# Work item
Line by line, return the listing exactly, without any of the images.

# Records for the task
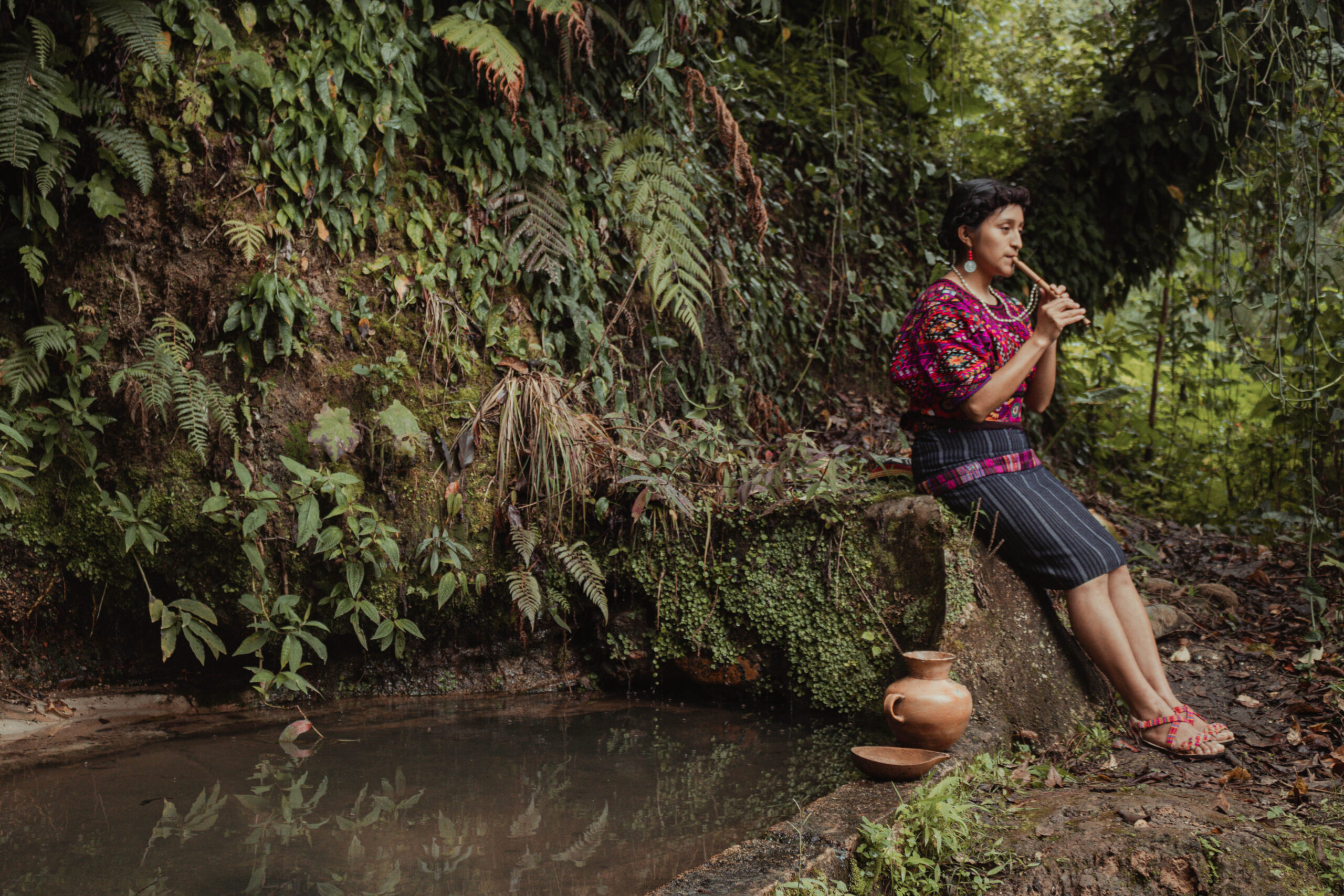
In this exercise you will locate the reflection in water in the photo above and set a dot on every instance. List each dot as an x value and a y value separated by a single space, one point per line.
534 796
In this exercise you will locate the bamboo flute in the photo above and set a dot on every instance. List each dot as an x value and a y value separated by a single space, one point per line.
1041 281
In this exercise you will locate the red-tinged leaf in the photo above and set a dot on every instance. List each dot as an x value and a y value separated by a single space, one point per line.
293 730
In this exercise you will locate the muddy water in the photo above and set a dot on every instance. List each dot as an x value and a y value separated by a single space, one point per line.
541 796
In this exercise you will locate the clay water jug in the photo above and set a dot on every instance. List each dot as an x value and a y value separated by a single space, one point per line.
927 710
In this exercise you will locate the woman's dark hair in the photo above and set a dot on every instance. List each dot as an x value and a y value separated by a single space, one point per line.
972 202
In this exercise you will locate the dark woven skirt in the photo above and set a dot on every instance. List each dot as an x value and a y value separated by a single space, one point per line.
1047 535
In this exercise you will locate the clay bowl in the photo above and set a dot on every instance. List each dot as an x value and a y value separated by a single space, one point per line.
894 763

# Reply to the exercise
In this exercise you will locate the reflection in water in the photo above and set a dot on every instance. List each dot as an x value and a y value separated by a single space, one point per line.
534 796
In this exercise you will locate the bamboo flute in the photo above and set a dot on every instance. List each dot as an x value and a y value separated by a single space, one point per line.
1041 281
In this exercise you will locate the red-tinged leaf in the photo above and set a dot on every instance. List each dot as an x value and a y value separated by a single space, one point per line.
293 730
In this exercise you will locate the muddy water in the photo above and set a dot on every instance. List each dot as an x value and a y value separated by a single space, one point per line.
541 796
In this exercise you will locate the clay water jug in the photo above and set a dot on every instance. List each dot as an x value and a y value separated by a single space, one point per line.
927 710
In this exercise you will locate the woman's dark hair in the photo above and set a dot on every instance. List each dot as an x value and a y value separated by a single space, one point per line.
972 202
In this exercise you will locate the dark woven skirt in the photo above and set a dot on every instance. List each dot as an x value and a y value separated by a single space, one point per line.
1047 535
In this exercise you will locate the clay bowl in the photo above and set a dot on every instance. List each dot as an x value and a y value separated by a single space, one point per line.
894 763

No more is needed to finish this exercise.